With pictures left out, retype exactly the lines from the one containing "Each instance receives one keypoint. Tag the distant" through the final line of the entries.

Segment Start: Data records

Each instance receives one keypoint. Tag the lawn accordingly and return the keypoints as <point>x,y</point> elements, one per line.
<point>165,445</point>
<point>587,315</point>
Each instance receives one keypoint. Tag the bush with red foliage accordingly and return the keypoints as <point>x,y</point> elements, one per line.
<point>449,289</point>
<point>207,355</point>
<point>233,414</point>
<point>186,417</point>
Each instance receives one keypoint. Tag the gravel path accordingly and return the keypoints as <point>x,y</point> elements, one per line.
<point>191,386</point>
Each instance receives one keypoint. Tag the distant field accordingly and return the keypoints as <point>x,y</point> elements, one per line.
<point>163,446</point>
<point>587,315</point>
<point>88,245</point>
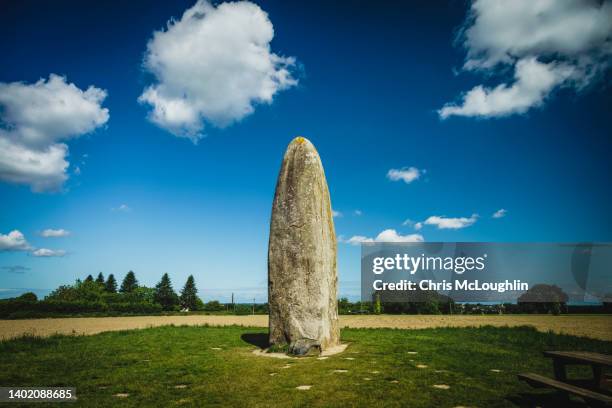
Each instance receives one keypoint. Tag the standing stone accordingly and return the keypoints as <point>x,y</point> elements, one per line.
<point>302,277</point>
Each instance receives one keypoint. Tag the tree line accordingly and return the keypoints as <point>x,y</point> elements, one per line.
<point>103,296</point>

Segment End: Data records

== Response area ==
Each instance receives one keypoint. Tag the distant field accordingly and return the keypoints as <point>x,y</point> elements, one per line.
<point>163,446</point>
<point>587,315</point>
<point>88,245</point>
Each instance receives one keypoint. Tag the standing stone accordingly and return the keypoints as <point>x,y</point> elements, one per line.
<point>302,277</point>
Each instance receives one keypoint. Tag the tree line accordingly and return the keypoints as <point>x,y</point> elements, one per line.
<point>103,296</point>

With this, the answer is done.